EXERCISE AIM - Select every line in the listing that contains the word "mask" and copy each one out in full.

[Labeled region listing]
[Begin]
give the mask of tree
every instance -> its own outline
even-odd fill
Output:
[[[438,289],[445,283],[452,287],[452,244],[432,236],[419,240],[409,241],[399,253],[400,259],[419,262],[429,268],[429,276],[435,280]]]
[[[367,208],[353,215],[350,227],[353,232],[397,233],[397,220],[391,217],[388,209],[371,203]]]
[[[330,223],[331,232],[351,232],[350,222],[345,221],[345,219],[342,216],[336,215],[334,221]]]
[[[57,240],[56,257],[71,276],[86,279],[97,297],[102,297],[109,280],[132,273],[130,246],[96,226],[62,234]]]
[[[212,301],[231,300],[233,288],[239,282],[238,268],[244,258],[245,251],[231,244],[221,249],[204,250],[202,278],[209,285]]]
[End]
[Begin]
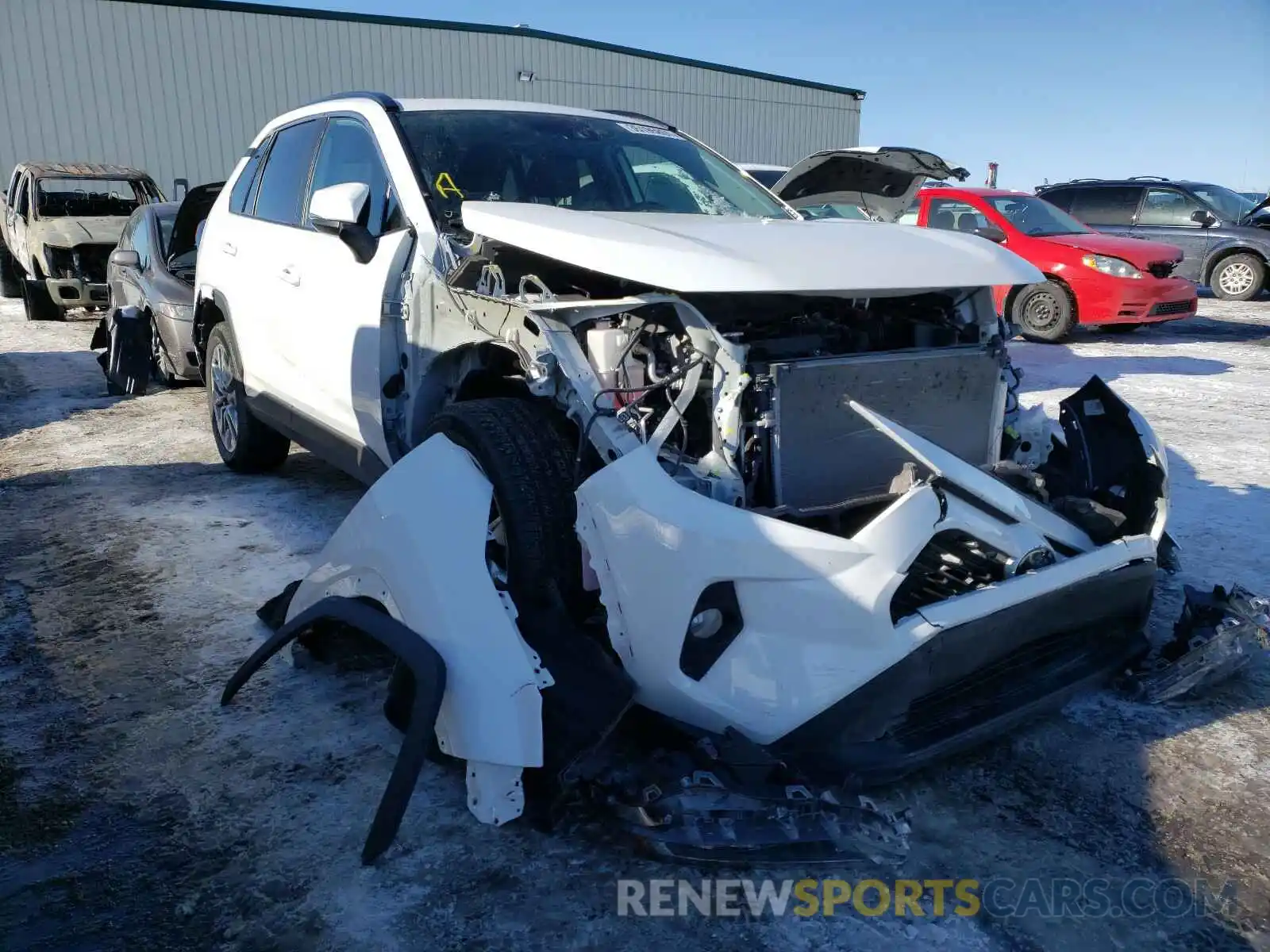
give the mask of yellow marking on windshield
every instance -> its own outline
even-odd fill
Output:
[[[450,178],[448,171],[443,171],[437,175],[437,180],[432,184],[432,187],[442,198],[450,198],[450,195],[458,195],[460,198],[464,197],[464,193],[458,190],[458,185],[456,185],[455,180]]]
[End]
EXERCISE RESULT -
give the mask of tree
give the mask of yellow marking on windshield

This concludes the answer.